* start SOURCE DOCUMENT *
The Middle East may never be the same.
By James M.
Dorsey
The Turbulent World with James M. Dorsey depends on
the support of its readers. If you believe that the column and podcast add
value to your understanding and that of the broader public, please consider
becoming a paid subscriber by clicking on the subscription button at http://www.jamesmdorsey.substack.com and choosing one of the
subscription options. Thank you.
To watch a video version of
this story on YouTube please click here. An audio podcast is available
on Soundcloud.
Hamas’
unprecedented attack on Israel, described by some analysts as the Jewish state’s 9/11, changes the dynamics of Middle
Eastern geopolitics.
The brutal
attack involved prolonged fighting with the Israeli military in Israeli towns
and cities, the firing of thousands of rockets at Israeli population centers, the
random killing of innocent civilians in Israeli homes, and the kidnapping of
scores of Israeli soldiers and civilians.
BBC foreign
correspondent Secunder Kermani described sirens sounding off and multiple
explosions as he
disembarked at Tel Aviv airport on Saturday.
* end SOURCE DOCUMENT *
* start DATA *
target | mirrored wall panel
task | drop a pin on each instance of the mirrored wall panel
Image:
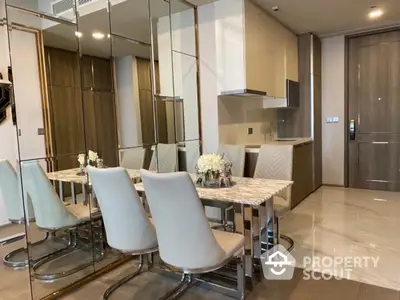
* end DATA *
## WHAT YOU WILL DO:
(a) In the Middle East column, what was BBC foreign correspondent Secunder Kermani doing when he described sirens and multiple explosions?
(b) Reproduce a passage of the Middle East column, starting at the words "By James M." and stopping after "on Soundcloud.".

## SOLUTIONS TO THE EXERCISE:
(a) He was disembarking at Tel Aviv airport on Saturday.

(b)
By James M.
Dorsey
The Turbulent World with James M. Dorsey depends on
the support of its readers. If you believe that the column and podcast add
value to your understanding and that of the broader public, please consider
becoming a paid subscriber by clicking on the subscription button at http://www.jamesmdorsey.substack.com and choosing one of the
subscription options. Thank you.
To watch a video version of
this story on YouTube please click here. An audio podcast is available
on Soundcloud.